— What you should do —
Can you copy out the data exactly? Leave the images out.

— Raw data —
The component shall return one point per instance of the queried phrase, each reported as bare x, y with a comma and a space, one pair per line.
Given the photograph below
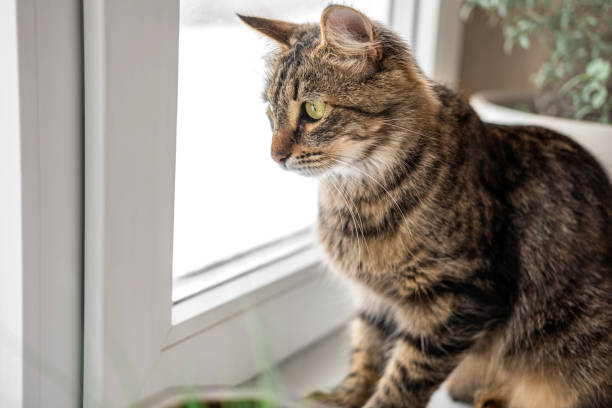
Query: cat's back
558, 201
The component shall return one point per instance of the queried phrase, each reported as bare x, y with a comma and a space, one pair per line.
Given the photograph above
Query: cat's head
339, 92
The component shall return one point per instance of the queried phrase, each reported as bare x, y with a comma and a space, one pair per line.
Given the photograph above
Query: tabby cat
482, 253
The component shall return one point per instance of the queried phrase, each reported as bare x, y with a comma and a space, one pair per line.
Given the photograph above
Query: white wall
40, 203
11, 369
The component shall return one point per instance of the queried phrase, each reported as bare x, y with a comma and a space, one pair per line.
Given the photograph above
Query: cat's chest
357, 253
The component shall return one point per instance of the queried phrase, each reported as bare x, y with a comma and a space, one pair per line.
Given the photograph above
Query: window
145, 332
234, 209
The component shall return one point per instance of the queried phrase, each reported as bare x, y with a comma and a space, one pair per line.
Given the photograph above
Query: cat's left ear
350, 32
279, 31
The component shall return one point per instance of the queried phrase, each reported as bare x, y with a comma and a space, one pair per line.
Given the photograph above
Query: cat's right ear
279, 31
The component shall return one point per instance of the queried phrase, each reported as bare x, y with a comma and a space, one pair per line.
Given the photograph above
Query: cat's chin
309, 172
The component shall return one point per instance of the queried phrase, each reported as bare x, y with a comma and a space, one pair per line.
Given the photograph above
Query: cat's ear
279, 31
350, 32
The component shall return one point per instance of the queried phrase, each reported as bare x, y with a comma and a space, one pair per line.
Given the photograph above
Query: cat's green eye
315, 109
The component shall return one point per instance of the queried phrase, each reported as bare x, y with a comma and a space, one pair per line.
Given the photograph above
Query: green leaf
599, 69
599, 98
524, 41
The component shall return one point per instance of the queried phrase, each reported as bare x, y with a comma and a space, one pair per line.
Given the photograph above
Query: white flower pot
595, 137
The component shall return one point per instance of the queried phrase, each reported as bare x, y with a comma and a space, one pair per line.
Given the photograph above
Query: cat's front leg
369, 333
410, 376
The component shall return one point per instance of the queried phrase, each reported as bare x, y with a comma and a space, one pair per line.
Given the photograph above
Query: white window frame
41, 203
132, 349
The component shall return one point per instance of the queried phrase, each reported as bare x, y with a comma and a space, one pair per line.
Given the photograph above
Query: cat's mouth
308, 164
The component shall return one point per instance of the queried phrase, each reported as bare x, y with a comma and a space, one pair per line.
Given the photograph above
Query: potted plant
574, 85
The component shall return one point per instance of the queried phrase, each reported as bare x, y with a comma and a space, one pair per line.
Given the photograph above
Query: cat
482, 253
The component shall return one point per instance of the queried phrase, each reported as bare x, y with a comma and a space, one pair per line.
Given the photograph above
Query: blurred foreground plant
576, 81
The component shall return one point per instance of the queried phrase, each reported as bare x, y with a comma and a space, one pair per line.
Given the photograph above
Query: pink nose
280, 157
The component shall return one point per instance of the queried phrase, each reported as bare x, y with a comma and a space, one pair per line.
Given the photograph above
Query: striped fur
483, 253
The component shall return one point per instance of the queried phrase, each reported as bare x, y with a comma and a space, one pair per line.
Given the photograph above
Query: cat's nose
280, 156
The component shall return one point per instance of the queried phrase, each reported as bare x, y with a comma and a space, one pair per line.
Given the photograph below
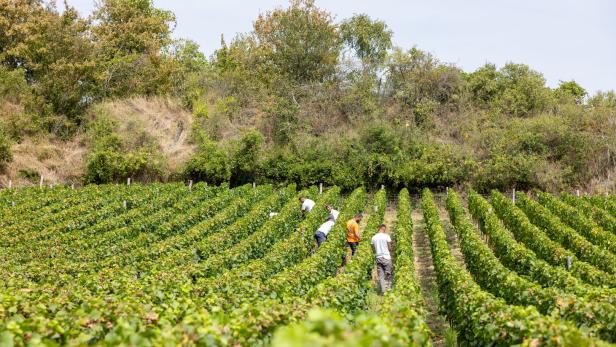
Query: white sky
563, 39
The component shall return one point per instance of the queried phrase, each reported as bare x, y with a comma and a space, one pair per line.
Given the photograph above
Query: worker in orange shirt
353, 232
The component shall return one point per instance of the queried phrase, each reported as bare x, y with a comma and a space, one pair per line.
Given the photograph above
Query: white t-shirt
379, 241
326, 227
334, 214
307, 205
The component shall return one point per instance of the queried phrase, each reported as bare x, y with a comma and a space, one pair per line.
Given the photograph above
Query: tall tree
54, 52
300, 41
130, 36
370, 39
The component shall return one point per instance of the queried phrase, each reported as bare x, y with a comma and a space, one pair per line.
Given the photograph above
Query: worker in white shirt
321, 234
332, 212
307, 204
381, 246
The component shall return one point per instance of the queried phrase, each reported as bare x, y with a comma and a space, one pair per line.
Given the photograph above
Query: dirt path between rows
424, 268
452, 237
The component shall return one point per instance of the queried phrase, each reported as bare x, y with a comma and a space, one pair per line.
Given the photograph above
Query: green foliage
5, 151
283, 120
208, 164
300, 41
571, 90
369, 38
478, 316
246, 158
515, 89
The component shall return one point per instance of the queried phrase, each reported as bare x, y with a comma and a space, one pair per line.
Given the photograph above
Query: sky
563, 39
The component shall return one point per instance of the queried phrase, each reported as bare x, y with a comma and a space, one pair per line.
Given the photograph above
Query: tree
483, 84
370, 39
54, 52
130, 36
283, 120
301, 41
523, 91
571, 90
247, 157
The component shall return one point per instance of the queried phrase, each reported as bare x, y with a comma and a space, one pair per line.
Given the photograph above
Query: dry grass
157, 120
57, 161
161, 119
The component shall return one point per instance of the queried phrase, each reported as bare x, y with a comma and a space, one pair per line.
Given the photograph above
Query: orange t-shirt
352, 231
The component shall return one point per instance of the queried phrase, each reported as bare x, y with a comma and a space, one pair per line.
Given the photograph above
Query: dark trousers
320, 237
353, 246
384, 272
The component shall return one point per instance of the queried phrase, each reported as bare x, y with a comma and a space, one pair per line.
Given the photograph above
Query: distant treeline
301, 98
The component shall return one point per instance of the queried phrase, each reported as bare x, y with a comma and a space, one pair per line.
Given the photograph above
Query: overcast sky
563, 39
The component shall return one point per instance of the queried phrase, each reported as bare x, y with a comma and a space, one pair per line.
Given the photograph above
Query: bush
106, 166
247, 158
5, 151
208, 164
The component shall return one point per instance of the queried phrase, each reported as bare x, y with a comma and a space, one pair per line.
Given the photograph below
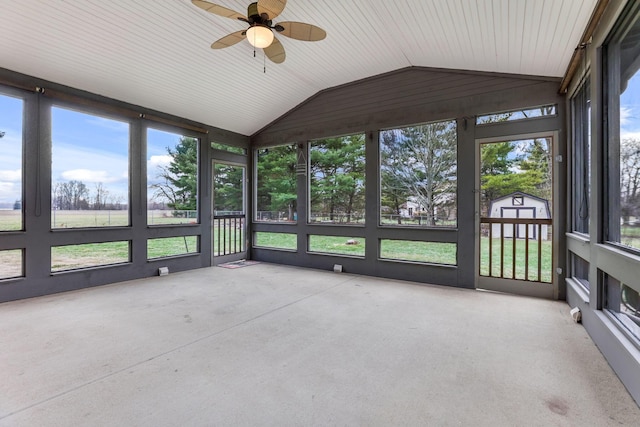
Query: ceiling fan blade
218, 10
229, 40
275, 51
272, 8
302, 31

— Solution to this task —
The component shall return one point per instance of the queried phrase, each reported as bare x, y with a comma and a space, one pair per line.
Given the photograph below
Query: cat's back
558, 201
The component shall return one point per instance of the queried phrase, each reported as bare x, y with a comma and a space, one pair per line.
Given the photograph above
Query: cat's head
339, 92
The component shall return one point per instance of the queried phrase, each reported as bare x, y with a comma and a space, one pair per line.
Given the photograph above
Query: tabby cat
482, 253
The component shall return one point per instance of the queried phrase, each reported as bare x, y with a comma and a space, one pair per line.
Given the photograph above
Query: white wall
40, 203
11, 369
The component shall return one point per instance of the queried phrase, each reported as bare x, y with a comma and a space, one pair per line.
Given the photograph above
Query: cat's chest
357, 253
The component shall return one point per instance of the queried phrase, each reported as bare x, y with a comma and a space, one pair per line.
Given the photograph above
Query: window
145, 332
234, 209
The component shall return one point per instance of the queried phrase, each reported as bare x, y with a comma and a space, one pair per line.
Given the photograph above
Query: cat's left ear
350, 32
279, 31
The component shall return one point per instance of the queried phrase, each reported as bare x, y with a comma and a space, one pair per line.
Given the photograph above
Query: cat's right ear
279, 31
The component shall return one point per instance of the queried phrase, each reported as bare x, y with a comma and a space, one pair per line.
Given the photograph above
Query: cat's chin
309, 172
The component shall return one point per instance of the queried phrase, each reported as bare x, y with a comma and a space, one pair per line.
Given the photograph above
Query: cat's ear
279, 31
350, 32
The component shall return one point per instance of the queried phrase, each reported as bare x, y with a comma and a space, one pair per line.
Given the photograph above
Query: cat's green eye
315, 109
The component shall return one point per instance of the queried phrase, each reported as bare x, y with a comma and a space, one pair per line.
Given the photograph above
Query: green leaf
599, 69
599, 98
524, 41
The component shall return one point per instance of the queried phrase, each reported as bare x, y with a comma and a space, one pair per line.
Given the photograph above
Query: white flower pot
595, 137
The component shall return one point per instance of the queried phrase, each reported as bare x, y with a comma and a space, one pair per line.
Given the photograph above
Query: cat's front leg
369, 333
410, 376
The component shall return one point per instance of the queried phrase, each reported as bare x, y with a comma and a space, one pair per line.
Given the photograph above
Query: white window frame
41, 203
132, 349
The component shall return one point per instance of the queried phrase, each reported as bare x, y with a comma and a space, one pair per line.
Given the photograph above
Query: cat's mouth
308, 164
The component shall return one point per instance of the queried phrase, each reported as bare x, y with a comma and a space, one pair per line.
Given the photograph above
Query: potted plant
574, 85
The component shall return one point per instance of the queried phrase, each reported as bare x, y with a comma and a space, one pair per line.
Given the photograph above
Query: cat
482, 253
The component shall return one point per instance of the queried phrase, each reported as bare x, y with a comma and a space, one pair per line.
Given the photograph above
Query: blurred foreground plant
576, 81
The component shall return one point per instance of the queried phrase, each reported as bare x, y with a comma and a space, one pair per line.
Given the photograph above
Query: pink nose
280, 157
The component shall return one point per instance of the queried phrase, each reported as bare x, y with a comma and a space, one pair per line.
Given the photograph above
Query: striped fur
483, 253
The component shall return one point per instance of the queried phrase, each reported as bare x, y with a comma and a space, one pair per line.
Given the photograph above
Query: cat's nose
280, 156
The component shall return one point per instance of the queried phrase, each reported as bare x, y with a comma and a space, one pair per line.
Given the photograph below
Query: white sky
563, 39
The component shall return one point per instance of the queried phrase, each reported as bare x, y with a comma and a space, one pair per line.
Given the photograph above
Query: worker in orange shirt
353, 232
The component shall return one point per instance of the queried phrase, each reported as bare x, y with a comma and a space, one pair per line.
Given the photograph above
Query: white t-shirt
379, 241
326, 227
334, 214
307, 205
The component shall return one point per instance of the queried phrase, each reported as bare x, y with a comma and a space, one pair per line.
Given the photograph above
Query: tall tree
54, 52
300, 41
130, 36
370, 39
The component shall return one point per instance of the queried phrase, each reported as bare x, y with a comma and a space, one pair per line.
Given the photograph above
Query: worker in white shirt
321, 234
332, 212
307, 204
381, 246
The component shall return one point per instance of the queried phrase, each reported as bare x, y with a comma and a space, one pair per line.
Given the photograph above
Query: dirt path between rows
424, 268
452, 237
The component shall return one point per instance of the queried phrase, each reported as bare x, y with a comma and a space, one pair per line.
Given the photograph above
Query: green foliage
5, 151
283, 120
208, 164
300, 41
571, 90
369, 38
478, 316
246, 158
515, 89
The component shall return one point per instance of the queried phrase, each reported as bare x, y with a comma and a space, one pair per line.
Given the photograph above
Query: sky
563, 39
The component shall return one point per instance of the queried phrase, each reported as bare x, y with a comma and a space, one pair per line.
Given the photograph above
Query: tree
483, 84
370, 39
54, 52
130, 36
283, 120
301, 41
523, 91
571, 90
247, 157
The component shall return one point per instance of the queried phrase, each reported as bare x, y with a comma and a space, one pair per line.
Given the photograph above
Query: dry grass
157, 120
57, 161
161, 119
The component shall return one point per instance of the queried phrase, each reported as bare x, y with a comma and a space, one pair per line.
Given the photograph above
Query: orange t-shirt
352, 231
The component shall return one point per instance of the queried phrase, each reported as bare x, y with a comma and a space, one pair per line.
Given the photograph above
Query: dark trousers
320, 237
353, 246
384, 272
The component shall return one point per instance of the queried phrase, each reported as bare x, y with a comma and a space, one pair per line.
Given the photograph above
Query: distant treeline
301, 98
The component shall return one point per instance of the queried phrase, each reported as bare x, y with a comma and a space, one pair per line.
Given the photograph above
Query: overcast sky
563, 39
The component shall return one point per instance of the queried phrase, each reported as bare x, y with a comma and a space, one pair per line.
Given the photograph above
Query: bush
106, 166
247, 158
5, 151
208, 164
The component shall return one point per instance of the queried phrase, each reported as bare x, y with a comma and a space, one pair per line.
Given the photograph below
Query: ceiling fan blade
218, 10
229, 40
275, 51
272, 8
302, 31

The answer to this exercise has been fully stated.